L’amour est mort, vive le cynisme !
« Et Lucie subitement découvre que les mots tendres ne sont qu’un voile trompeur sur le corps bestial de la grossièreté. Et l’univers entier de l’amour s’éboule devant elle et glisse dans la vase du dégoût. » (La plaisanterie, Milan Kundera)
- A quand remonte ta dernière relation ?
- Heu… Y’a un moment déjà… (est-ce que le fait de « juste » tomber follement amoureuse compte dans la définition de « la relation » ?)
- 2 mois, 3 ?
- Heu… plus
- 6 mois ? ouille…
- Tu peux même compter en années…
- Quoi ?! Tu te fous de moi. C’est pas possible.
- J’ai bien peur que si…
- Tu veux dire que t’as rien fait depuis des années ?
- Rien fait. Oui voilà c’est exactement ça.
- C’est dingue.
- Oui probablement dingue j’imagine...
Ca prend du temps, en fait… de tomber amoureuse, de désirer quelqu’un. C’est un genre de petit miracle quand cela se produit. Les êtres ne me sont pas interchangeables. Ils sont uniques. Et rares Je ne change pas d’objet de fascination, d’affection, d’amour, comme on change de paquet de lessive. J’ai bien conscience que de nos jours cette approche peut paraître iconoclaste voire parfaitement incongrue ou même surréaliste.

= Énoncé 1 =
Résume le passage en deux phrases.

= Matériel de travail =

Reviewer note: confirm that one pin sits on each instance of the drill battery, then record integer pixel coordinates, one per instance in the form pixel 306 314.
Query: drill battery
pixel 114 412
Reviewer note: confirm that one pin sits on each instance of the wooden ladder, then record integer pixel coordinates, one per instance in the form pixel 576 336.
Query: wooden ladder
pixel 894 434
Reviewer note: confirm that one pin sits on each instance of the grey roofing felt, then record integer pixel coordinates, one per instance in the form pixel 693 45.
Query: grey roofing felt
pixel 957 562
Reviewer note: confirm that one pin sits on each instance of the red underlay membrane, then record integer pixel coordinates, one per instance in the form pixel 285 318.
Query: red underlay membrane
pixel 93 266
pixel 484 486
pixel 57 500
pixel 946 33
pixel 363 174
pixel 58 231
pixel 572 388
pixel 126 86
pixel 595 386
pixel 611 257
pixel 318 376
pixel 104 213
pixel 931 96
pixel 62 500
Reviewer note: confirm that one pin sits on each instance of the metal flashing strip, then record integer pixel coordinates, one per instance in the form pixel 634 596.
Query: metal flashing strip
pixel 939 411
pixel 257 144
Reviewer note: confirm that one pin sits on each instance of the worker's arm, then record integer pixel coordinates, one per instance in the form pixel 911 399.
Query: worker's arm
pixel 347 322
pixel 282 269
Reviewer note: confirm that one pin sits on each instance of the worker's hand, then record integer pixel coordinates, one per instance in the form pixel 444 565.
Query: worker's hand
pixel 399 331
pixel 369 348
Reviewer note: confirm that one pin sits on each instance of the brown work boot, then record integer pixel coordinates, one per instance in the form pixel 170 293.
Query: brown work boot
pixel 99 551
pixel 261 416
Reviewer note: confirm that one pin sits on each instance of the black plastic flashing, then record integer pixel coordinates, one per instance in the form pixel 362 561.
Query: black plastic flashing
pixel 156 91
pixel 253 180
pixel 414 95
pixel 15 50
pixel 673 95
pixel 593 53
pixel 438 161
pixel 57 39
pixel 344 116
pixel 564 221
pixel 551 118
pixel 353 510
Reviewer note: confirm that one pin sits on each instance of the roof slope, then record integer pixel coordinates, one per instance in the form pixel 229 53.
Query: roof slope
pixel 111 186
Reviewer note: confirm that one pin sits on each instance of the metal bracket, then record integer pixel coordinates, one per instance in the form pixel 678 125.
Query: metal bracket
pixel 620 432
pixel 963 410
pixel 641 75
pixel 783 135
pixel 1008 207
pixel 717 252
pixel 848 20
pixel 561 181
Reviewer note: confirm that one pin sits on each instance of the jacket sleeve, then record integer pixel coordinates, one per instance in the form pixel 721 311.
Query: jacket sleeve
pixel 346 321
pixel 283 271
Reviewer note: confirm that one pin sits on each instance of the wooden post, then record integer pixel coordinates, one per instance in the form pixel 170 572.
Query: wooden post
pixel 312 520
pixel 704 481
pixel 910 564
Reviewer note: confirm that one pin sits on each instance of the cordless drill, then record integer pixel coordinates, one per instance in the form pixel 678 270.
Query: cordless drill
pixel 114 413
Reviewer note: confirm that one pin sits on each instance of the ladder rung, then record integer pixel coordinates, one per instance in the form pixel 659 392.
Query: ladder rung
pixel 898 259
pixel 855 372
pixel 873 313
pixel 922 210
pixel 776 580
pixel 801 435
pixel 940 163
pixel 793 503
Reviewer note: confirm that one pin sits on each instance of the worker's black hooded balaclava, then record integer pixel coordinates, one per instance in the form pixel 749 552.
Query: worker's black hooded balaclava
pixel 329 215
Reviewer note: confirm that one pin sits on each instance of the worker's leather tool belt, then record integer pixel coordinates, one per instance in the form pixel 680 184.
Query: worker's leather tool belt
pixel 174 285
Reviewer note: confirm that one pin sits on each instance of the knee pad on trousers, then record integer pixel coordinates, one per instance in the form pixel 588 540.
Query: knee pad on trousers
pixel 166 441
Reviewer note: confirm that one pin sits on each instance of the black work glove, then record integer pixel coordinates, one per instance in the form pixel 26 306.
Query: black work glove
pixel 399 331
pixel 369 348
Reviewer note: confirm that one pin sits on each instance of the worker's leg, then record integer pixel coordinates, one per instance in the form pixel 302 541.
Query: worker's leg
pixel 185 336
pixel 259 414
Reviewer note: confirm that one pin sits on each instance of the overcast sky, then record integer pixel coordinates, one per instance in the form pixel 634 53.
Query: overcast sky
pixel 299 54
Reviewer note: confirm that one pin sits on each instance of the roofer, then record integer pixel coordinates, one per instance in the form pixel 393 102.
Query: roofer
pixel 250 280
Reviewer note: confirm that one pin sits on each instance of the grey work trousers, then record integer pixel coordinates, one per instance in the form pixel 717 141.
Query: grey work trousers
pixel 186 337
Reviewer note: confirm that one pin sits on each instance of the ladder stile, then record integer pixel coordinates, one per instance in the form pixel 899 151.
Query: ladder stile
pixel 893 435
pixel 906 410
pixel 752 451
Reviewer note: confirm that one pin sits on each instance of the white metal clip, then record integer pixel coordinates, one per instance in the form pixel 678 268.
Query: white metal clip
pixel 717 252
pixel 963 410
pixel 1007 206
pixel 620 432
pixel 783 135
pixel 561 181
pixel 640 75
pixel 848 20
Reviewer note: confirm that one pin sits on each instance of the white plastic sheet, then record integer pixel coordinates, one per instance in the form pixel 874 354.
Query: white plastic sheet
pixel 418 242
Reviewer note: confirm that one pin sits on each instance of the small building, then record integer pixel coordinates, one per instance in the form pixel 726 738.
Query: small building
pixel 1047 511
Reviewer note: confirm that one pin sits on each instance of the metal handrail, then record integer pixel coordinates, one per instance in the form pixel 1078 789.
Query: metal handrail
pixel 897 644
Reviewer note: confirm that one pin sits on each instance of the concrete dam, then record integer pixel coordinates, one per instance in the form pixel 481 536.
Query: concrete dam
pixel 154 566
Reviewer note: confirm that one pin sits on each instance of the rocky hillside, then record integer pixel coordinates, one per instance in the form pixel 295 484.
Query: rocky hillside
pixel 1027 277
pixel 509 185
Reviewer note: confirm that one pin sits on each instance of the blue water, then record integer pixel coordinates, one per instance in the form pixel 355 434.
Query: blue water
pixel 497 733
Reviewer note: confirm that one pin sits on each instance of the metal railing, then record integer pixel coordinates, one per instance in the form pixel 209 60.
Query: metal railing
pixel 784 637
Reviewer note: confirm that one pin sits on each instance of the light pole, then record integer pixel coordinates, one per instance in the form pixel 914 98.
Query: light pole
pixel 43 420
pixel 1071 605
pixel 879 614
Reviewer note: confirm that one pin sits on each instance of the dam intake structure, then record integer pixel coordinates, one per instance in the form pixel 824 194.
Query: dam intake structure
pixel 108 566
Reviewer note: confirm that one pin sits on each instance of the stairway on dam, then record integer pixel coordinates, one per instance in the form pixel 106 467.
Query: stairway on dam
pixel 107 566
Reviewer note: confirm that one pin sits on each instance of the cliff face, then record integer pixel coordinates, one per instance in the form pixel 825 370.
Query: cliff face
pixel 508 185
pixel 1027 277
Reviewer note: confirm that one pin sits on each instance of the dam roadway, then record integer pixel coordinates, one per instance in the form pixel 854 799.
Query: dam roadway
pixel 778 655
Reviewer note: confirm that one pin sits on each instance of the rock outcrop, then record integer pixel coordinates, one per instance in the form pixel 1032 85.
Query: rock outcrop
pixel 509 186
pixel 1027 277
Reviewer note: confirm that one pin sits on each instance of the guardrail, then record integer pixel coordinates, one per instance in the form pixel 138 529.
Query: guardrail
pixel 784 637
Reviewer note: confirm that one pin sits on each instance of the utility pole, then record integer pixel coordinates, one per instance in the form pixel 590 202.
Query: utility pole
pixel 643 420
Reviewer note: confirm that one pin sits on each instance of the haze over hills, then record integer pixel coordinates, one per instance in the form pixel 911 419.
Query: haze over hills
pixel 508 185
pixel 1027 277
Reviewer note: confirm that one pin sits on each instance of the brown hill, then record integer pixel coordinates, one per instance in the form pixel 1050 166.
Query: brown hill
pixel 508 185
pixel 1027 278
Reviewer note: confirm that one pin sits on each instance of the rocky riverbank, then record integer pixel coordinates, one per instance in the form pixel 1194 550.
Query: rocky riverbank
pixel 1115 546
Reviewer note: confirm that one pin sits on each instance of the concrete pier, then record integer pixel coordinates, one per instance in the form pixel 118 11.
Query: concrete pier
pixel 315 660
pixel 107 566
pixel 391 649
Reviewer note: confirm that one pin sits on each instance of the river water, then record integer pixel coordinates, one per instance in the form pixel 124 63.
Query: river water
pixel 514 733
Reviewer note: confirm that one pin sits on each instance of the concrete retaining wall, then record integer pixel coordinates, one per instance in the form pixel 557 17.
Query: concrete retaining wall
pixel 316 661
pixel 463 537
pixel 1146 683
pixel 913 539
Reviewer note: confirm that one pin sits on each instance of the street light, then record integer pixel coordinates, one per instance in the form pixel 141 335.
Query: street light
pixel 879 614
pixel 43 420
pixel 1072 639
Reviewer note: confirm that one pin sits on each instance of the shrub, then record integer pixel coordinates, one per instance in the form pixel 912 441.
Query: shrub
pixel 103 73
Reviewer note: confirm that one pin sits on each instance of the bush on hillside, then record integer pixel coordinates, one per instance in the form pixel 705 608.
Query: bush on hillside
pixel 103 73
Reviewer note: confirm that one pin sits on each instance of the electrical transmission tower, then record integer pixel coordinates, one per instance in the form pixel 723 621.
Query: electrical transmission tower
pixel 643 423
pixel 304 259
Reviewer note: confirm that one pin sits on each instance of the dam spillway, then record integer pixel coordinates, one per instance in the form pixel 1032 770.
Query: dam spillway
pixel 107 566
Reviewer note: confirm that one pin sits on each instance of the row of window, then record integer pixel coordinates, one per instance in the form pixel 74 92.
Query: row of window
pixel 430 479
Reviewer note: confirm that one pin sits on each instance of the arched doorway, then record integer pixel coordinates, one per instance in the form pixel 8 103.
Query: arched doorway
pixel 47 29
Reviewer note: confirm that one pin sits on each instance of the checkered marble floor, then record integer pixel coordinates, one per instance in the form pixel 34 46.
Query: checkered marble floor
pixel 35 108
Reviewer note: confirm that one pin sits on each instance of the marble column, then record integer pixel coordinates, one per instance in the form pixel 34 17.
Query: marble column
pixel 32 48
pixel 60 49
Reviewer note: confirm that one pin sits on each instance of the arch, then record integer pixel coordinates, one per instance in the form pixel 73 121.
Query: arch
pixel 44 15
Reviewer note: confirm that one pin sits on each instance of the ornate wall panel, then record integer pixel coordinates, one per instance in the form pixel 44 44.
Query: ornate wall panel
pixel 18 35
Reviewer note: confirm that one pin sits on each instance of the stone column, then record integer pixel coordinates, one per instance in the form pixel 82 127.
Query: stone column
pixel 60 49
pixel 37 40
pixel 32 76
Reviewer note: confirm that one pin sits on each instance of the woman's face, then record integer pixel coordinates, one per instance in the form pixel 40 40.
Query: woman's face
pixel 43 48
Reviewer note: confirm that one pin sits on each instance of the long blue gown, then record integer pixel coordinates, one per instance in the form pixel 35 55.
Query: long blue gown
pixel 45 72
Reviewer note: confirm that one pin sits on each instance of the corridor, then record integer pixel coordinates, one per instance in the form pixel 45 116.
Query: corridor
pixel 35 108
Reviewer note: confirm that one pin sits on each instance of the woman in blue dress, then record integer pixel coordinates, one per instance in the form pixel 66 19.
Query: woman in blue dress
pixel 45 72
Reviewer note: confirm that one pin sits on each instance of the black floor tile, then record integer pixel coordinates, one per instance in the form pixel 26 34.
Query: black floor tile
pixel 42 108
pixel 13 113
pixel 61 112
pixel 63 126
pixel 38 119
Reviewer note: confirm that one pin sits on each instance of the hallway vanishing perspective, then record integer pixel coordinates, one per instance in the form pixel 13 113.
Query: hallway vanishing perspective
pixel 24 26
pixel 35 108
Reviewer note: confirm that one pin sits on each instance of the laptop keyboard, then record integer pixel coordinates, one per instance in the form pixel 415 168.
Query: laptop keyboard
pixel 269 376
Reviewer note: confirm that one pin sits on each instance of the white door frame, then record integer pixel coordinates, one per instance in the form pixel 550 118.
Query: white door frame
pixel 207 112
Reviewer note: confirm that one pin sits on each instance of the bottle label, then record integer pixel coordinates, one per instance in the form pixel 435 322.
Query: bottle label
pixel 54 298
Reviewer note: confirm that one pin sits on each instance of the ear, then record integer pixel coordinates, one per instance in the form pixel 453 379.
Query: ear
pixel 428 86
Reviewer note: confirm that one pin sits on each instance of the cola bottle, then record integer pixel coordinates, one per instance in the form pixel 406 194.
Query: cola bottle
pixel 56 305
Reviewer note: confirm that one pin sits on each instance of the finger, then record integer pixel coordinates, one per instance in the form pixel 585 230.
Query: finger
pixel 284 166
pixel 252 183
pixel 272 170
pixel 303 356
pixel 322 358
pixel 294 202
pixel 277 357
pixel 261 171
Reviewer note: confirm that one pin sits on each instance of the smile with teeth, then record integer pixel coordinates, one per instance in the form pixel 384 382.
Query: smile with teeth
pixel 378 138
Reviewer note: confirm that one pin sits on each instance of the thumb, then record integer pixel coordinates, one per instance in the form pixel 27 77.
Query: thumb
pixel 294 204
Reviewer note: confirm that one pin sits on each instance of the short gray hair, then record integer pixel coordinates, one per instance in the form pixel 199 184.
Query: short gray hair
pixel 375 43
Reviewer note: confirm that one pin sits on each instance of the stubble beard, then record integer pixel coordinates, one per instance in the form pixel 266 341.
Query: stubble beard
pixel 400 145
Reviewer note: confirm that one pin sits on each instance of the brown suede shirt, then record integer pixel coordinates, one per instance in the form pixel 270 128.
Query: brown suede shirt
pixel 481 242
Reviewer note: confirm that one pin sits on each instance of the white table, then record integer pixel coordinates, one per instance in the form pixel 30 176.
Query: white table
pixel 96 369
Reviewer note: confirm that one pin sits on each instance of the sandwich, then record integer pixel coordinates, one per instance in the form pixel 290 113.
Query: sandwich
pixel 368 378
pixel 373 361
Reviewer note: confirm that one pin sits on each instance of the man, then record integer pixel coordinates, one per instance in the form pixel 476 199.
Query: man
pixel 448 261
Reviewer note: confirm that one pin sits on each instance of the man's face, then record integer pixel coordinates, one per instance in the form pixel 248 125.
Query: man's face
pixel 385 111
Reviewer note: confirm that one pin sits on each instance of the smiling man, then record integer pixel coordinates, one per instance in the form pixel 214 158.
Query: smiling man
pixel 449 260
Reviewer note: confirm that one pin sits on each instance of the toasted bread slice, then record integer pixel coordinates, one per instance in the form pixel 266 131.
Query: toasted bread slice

= Énoncé 2 =
Mets dans une liste JSON de chaînes les lignes des entrées situées entre celle qui contient « pixel 1194 550. » et celle qui contient « pixel 514 733 », bornes incluses. Chaque ligne doit former une chaîne, sans les lignes vides.

= Réponse 1 =
Après une citation de La plaisanterie de Milan Kundera, le passage rapporte un dialogue où la personne qui raconte avoue n'avoir eu aucune relation depuis des années, ce que l'autre trouve dingue. Cette personne explique ensuite que tomber amoureux prend du temps, que les êtres sont uniques, rares et non interchangeables, et reconnaît que cette approche peut aujourd'hui paraître iconoclaste, voire incongrue ou surréaliste.

= Réponse 2 =
[
  "Reviewer note: confirm that one pin sits on each instance of the rocky riverbank, then record integer pixel coordinates, one per instance in the form pixel 1194 550.",
  "Query: rocky riverbank",
  "pixel 1115 546",
  "Reviewer note: confirm that one pin sits on each instance of the concrete pier, then record integer pixel coordinates, one per instance in the form pixel 118 11.",
  "Query: concrete pier",
  "pixel 315 660",
  "pixel 107 566",
  "pixel 391 649",
  "Reviewer note: confirm that one pin sits on each instance of the river water, then record integer pixel coordinates, one per instance in the form pixel 124 63.",
  "Query: river water",
  "pixel 514 733"
]